(Records from a data collection)
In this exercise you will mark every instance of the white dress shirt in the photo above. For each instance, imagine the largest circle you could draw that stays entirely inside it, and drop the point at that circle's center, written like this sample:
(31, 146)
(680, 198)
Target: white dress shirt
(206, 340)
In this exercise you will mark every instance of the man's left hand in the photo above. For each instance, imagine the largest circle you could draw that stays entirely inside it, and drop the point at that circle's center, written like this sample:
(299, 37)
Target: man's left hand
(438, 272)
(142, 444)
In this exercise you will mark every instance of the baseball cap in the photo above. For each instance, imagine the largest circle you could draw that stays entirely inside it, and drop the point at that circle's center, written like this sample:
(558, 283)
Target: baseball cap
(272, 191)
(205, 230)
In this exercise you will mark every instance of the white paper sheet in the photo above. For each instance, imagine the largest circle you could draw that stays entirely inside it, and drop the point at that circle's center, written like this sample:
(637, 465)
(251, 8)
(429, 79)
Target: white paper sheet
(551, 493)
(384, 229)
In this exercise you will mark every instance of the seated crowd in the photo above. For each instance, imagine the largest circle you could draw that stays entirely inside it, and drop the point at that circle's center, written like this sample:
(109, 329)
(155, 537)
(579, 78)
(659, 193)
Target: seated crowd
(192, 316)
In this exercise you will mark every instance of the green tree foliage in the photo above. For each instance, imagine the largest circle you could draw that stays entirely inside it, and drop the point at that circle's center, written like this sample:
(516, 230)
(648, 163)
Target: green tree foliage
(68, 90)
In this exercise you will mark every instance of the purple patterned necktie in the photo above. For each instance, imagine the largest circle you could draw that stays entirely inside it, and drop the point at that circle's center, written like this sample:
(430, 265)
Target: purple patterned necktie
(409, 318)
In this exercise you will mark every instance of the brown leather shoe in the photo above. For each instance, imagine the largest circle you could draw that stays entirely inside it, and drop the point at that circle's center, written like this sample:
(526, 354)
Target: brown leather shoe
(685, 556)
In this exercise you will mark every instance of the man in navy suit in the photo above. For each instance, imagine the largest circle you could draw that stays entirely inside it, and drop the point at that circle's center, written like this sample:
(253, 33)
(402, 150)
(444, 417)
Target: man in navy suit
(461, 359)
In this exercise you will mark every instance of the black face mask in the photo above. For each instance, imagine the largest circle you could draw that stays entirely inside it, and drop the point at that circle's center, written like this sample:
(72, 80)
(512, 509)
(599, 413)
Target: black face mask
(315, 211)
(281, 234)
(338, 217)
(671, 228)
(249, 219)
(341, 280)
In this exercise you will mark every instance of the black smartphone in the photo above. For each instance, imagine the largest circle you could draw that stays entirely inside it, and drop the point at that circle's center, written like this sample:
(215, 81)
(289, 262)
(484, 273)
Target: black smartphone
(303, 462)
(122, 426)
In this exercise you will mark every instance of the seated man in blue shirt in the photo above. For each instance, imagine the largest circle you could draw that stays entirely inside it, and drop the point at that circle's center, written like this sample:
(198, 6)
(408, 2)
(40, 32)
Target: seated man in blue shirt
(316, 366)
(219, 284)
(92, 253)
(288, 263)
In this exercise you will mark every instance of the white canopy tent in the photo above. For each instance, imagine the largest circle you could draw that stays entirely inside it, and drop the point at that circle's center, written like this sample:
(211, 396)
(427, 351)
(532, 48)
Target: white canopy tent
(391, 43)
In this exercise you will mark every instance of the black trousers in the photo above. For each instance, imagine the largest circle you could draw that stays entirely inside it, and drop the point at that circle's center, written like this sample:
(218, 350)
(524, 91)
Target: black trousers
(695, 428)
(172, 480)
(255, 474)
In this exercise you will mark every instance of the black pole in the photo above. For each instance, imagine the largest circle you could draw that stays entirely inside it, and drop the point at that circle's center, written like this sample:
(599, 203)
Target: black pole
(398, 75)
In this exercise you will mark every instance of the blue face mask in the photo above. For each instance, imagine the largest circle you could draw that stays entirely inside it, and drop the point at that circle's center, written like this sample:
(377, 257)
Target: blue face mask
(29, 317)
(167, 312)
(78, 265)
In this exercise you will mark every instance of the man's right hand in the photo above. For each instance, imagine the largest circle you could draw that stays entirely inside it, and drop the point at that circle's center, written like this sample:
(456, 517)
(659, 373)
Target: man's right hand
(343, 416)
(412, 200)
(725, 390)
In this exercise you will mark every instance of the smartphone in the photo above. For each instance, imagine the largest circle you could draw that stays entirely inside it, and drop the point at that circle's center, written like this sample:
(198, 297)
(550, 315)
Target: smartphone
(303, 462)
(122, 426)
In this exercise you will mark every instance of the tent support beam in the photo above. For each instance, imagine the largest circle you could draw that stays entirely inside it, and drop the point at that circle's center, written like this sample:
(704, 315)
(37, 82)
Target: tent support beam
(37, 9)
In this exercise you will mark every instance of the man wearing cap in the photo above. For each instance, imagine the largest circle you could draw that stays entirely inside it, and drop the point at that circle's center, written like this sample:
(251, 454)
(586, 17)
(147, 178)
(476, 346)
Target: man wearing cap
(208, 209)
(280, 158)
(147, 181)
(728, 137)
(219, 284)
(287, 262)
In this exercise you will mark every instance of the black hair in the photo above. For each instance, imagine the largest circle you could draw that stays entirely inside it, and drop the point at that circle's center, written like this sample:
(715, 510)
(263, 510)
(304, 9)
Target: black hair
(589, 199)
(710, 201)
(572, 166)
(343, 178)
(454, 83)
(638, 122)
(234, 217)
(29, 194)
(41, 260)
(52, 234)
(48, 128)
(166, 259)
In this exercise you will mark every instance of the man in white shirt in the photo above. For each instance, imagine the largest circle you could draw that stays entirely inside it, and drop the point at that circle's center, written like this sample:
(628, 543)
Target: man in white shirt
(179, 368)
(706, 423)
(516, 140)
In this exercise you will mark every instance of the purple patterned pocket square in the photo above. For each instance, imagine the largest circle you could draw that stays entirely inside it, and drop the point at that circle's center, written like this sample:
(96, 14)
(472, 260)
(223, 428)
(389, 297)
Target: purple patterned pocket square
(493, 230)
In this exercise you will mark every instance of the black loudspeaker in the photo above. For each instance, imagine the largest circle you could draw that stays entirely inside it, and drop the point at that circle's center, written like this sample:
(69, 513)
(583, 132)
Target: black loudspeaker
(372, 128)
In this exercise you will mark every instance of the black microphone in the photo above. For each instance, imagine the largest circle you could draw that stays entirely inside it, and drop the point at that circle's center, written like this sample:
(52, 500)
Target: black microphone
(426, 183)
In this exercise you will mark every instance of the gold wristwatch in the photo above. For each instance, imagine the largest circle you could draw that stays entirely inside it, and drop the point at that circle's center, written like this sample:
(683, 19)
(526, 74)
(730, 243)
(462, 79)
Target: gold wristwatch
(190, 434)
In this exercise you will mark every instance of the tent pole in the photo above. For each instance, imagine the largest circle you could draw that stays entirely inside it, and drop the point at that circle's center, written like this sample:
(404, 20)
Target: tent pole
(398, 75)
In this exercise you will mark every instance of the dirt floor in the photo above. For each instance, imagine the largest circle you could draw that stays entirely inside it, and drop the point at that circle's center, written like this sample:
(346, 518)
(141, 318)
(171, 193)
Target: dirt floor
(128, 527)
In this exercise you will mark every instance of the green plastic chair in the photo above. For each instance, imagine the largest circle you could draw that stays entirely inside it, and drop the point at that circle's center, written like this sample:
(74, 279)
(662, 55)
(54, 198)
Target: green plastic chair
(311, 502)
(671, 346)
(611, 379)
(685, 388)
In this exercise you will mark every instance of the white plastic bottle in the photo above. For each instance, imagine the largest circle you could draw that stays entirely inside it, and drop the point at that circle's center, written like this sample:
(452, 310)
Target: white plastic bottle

→ Request
Rewrite all of the data above, replacing "largest circle" with "biggest circle" each time it occurs and leaving everything else as it is.

→ Task answer
In this exercise you will mark every instance of the white dress shirt in the photo above. For each instance, imagine the biggest circle you could draw that stays entirely inside it, and drop the point at that circle's center, written like this sample:
(31, 146)
(680, 198)
Target: white dress shirt
(206, 340)
In this exercise you will mark every instance of the man's left hand in the photo above. For each instance, imagine the biggest circle you could draw that stays entirely inside it, and drop the point at that circle's center, written like this sample:
(299, 37)
Target: man's left hand
(438, 272)
(142, 444)
In this exercise you will mark every instance of the baseball cap in the photo above. For each instance, imagine the biggest circle you could draw that stays entirely inside it, and drop the point at that circle's center, written like this sample:
(558, 283)
Target: baseball cap
(272, 191)
(205, 230)
In this exercise you will mark every instance of the white paper sheet in the photo above. For each instance, imagine the biggest circle you could draw that stays entirely inside it, and drop the point at that circle's center, written like this sample:
(637, 465)
(251, 8)
(429, 79)
Target: white paper sheet
(551, 493)
(384, 229)
In this exercise you will mark every instance of the seated crowd in the photo above. For each instance, imagine the biggest circle you could draw that stays entirely inside it, and drop the point at that circle's center, written like this sample:
(109, 329)
(155, 537)
(579, 78)
(659, 193)
Target: seated crowd
(192, 316)
In this exercise you will mark every instance of the green tree foliage in the photo above. For each instance, imagine the biggest circle you could draw that stays entirely inside it, and drop the point at that circle's center, written like this sample:
(516, 230)
(648, 163)
Target: green tree foliage
(68, 90)
In this exercise you will mark every instance of the purple patterned necktie in the photo above. For each instance, imagine the biggest circle you could draw that stays entirely inside it, and drop the point at that circle's center, written like this sample:
(430, 265)
Target: purple patterned necktie
(409, 318)
In this exercise you will mark every instance of the brown leather shoe in the photo above. For each instance, imagine the biggest circle you could draw that stays entirely inside it, and drop the point at that circle's center, written like this sample:
(526, 354)
Target: brown leather shoe
(685, 556)
In this exercise you will mark every instance of the man in navy suit in the photo above. For each instance, imagine the biggest circle you could draw that stays entirely inside it, and drop the point at that circle's center, written like this sample:
(253, 33)
(402, 150)
(444, 417)
Target: man in navy suit
(461, 359)
In this exercise you will mark every instance of the black face mask in the photo above. For each instance, imagine the biggest circle you could draw that stays entirely inside it, and drop the point at that circle's center, written like this sample:
(72, 80)
(512, 509)
(599, 413)
Target: black face mask
(315, 211)
(281, 234)
(338, 217)
(671, 228)
(249, 219)
(341, 280)
In this exercise you will mark every instance of the black smartphone in the photo above. For each instance, imagine the biggest circle you could draw that stays entirely inside it, and drop the point at that circle's center, written like this sample:
(215, 81)
(289, 262)
(484, 273)
Target: black smartphone
(303, 462)
(122, 426)
In this exercise you will mark every instance of the seated man in blue shirt in the photo above. For each instance, imagine the biggest circle you could draw that stays entirely inside it, and drop the point at that circle's center, written like this sample:
(198, 6)
(408, 2)
(40, 32)
Target: seated man in blue shirt
(316, 366)
(219, 284)
(92, 253)
(288, 263)
In this exercise you will mark every instance of the white canopy tent in the photo above. For each instance, imagine the biggest circle you could draw that stays entirely inside it, and drop the point at that circle's center, written like this sample:
(211, 396)
(427, 351)
(532, 48)
Target: white canopy tent
(391, 43)
In this exercise you will mark every instance of the black trousers in the photo above. For each instance, imagine the biggest circle you could draw that stays entirely inside it, and drop the point at that circle's center, written like this sample:
(218, 350)
(524, 91)
Target: black trousers
(695, 428)
(172, 480)
(255, 474)
In this exercise you will mark every instance of the black pole in the photo above. For each instance, imagine the biggest circle you could draw that stays entirely inside it, and drop the point at that circle's center, written like this sample:
(599, 203)
Target: black pole
(398, 75)
In this exercise you will mark every instance of the blue face mask in the photo above. For each instance, imagine the biggest circle you could draw that stays entirely inside it, and drop the point at that circle's center, written like this sample:
(377, 257)
Target: blue face mask
(29, 317)
(167, 312)
(78, 265)
In this exercise you will mark every instance of the man's right hand in the photo above. For each instance, imagine the biggest circle you could draw that stays entirely inside it, and drop the point at that circle's center, written like this sample:
(456, 517)
(659, 373)
Target: man's right hand
(343, 416)
(412, 200)
(725, 390)
In this exercise you will mark every instance of the smartphone in the photo above. For each instance, imagine the biggest circle you could draw that stays entirely inside it, and drop the point at that circle's center, written like this sample:
(198, 297)
(550, 315)
Target: smartphone
(303, 462)
(122, 426)
In this exercise you will mark every instance of the tent support beam in the photo above. For each instance, imagine the biggest circle you could draw that stays entirely inside it, and drop the point at that circle's center, written like this sample:
(704, 315)
(37, 82)
Target: tent support beam
(37, 9)
In this exercise you will mark every instance of the man wearing cap in the photo above. For each instance, imagine the biggest circle you could draw that stays entirely inside it, and drop the point at that circle's center, written like this sample:
(251, 454)
(586, 17)
(147, 178)
(476, 346)
Target: man wearing cap
(208, 209)
(280, 158)
(147, 181)
(728, 137)
(219, 284)
(287, 262)
In this exercise you will mark every instance of the black hair in the photo above. For each instance, imagine the biggest circle you could draw that stays entirely inside it, and drop the point at that circle's center, written like this sample:
(715, 510)
(263, 510)
(304, 9)
Target: black hair
(589, 199)
(710, 201)
(572, 166)
(343, 178)
(454, 83)
(638, 122)
(234, 217)
(29, 194)
(41, 260)
(52, 234)
(48, 128)
(166, 259)
In this exercise you will mark every instance of the man in white shirt in the photo above. For each instance, imagine the biggest circle you could draw that stays entirely inside it, and drop the point at that circle's center, written like this sample:
(628, 543)
Target: man in white shirt
(179, 368)
(706, 423)
(516, 140)
In this exercise you will mark every instance of the purple patterned pocket square in the photo above. For each instance, imagine the biggest circle you could draw that stays entirely inside it, and drop the point at that circle's center, written like this sample:
(96, 14)
(472, 260)
(223, 428)
(389, 297)
Target: purple patterned pocket square
(493, 230)
In this exercise you will mark every instance of the black loudspeaker in the photo above. For each instance, imagine the biggest circle you could draw that stays entirely inside it, and drop the point at that circle's center, written like this sample:
(69, 513)
(583, 132)
Target: black loudspeaker
(372, 128)
In this exercise you will mark every instance of the black microphone in the photo above. For each instance, imagine the biggest circle you could draw that stays entirely inside it, and drop the point at that circle's center, written like this sample:
(52, 500)
Target: black microphone
(426, 183)
In this exercise you will mark every instance of the gold wristwatch in the photo above. For each instance, imagine the biggest circle you could draw that stays entirely inside it, and drop the point at that circle's center, written like this sample:
(683, 19)
(526, 74)
(730, 243)
(462, 79)
Target: gold wristwatch
(190, 434)
In this exercise you will mark every instance of the tent pole in the photo above. For each instance, imagine the biggest circle you could draw that stays entirely inside it, and drop the point at that circle's center, written like this sample:
(404, 20)
Target: tent pole
(398, 75)
In this exercise you will mark every instance of the dirt floor in the photo above. For each instance, imagine the biggest circle you could draw that stays entirely inside it, and drop the point at that circle's center, written like this sample:
(346, 518)
(141, 318)
(171, 193)
Target: dirt floor
(128, 527)
In this exercise you will mark every instance of the green plastic chair in the photo above. For each instance, imagine the biggest circle you could draw that stays entirely inside it, and drop the point at that circle's center, written like this sample:
(74, 279)
(662, 55)
(54, 198)
Target: green plastic chair
(311, 502)
(671, 346)
(611, 379)
(685, 388)
In this exercise you will mark every instance of the white plastic bottle in the photo above. For each instance, imagine the biggest circle you could draw that stays entirely inside it, and drop the point at that circle's center, written like this sample:
(452, 310)
Target: white plastic bottle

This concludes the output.